# Lesetext
┌──

Anmerkungen zu Wilhelm Müllers „Gute Nacht“ (Mat4190-LV)

Warum dieses Gedicht interessant ist:

Wilhelm Müllers Gedicht „Gute Nacht“ zeigt, dass ein Leben nach den Prinzipien beziehungsweise Vorstellungen der Romantik auch ein sehr egoistisches Verhalten mit sich bringen kann.

Zu finden ist das Gedicht zum Beispiel hier:

http://www.deutsche-liebeslyrik.de/muller_wilhelm_winterreise.htm

Im Folgenden arbeiten wir die wichtigsten Elemente heraus und machen hoffentlich Lust auf eine Diskussion.

Hier gibt es auch eine Kurzfassung der Anmerkungen zu diesem Gedicht:
https://textaussage.de/5-min-tipp-zu-wilhelm-mueller-gute-nacht

Anmerkungen zur Überschrift des Gedichtes

  • „Gute Nacht“: Das ist zunächst ein üblicher Abschiedsgruß, verbunden mit guten Wünschen für eine angenehme Nachtruhe. Wir werden sehen, was das Gedicht daraus macht.

└──

# Vorliegende Datensätze
┌──

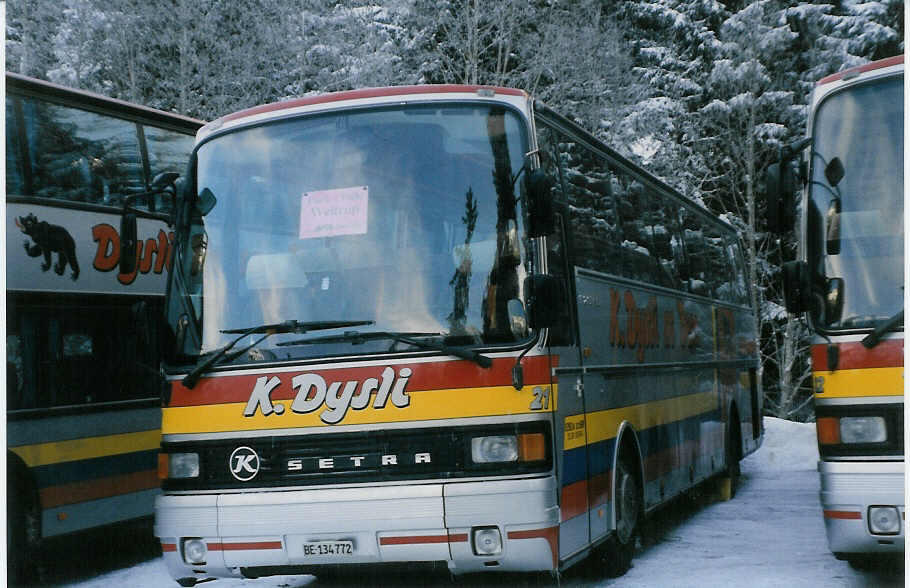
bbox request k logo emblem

└──
┌──

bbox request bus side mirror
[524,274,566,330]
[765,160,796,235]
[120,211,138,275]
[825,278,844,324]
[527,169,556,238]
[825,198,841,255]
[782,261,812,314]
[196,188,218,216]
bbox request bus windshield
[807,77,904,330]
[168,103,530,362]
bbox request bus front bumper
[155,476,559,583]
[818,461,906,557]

└──

# Aufgabe
Schreibe aus dem Lesetext alle Zeilen heraus, die mit einem Doppelpunkt enden.

# Lösung
- Warum dieses Gedicht interessant ist:
- Zu finden ist das Gedicht zum Beispiel hier:
- Hier gibt es auch eine Kurzfassung der Anmerkungen zu diesem Gedicht: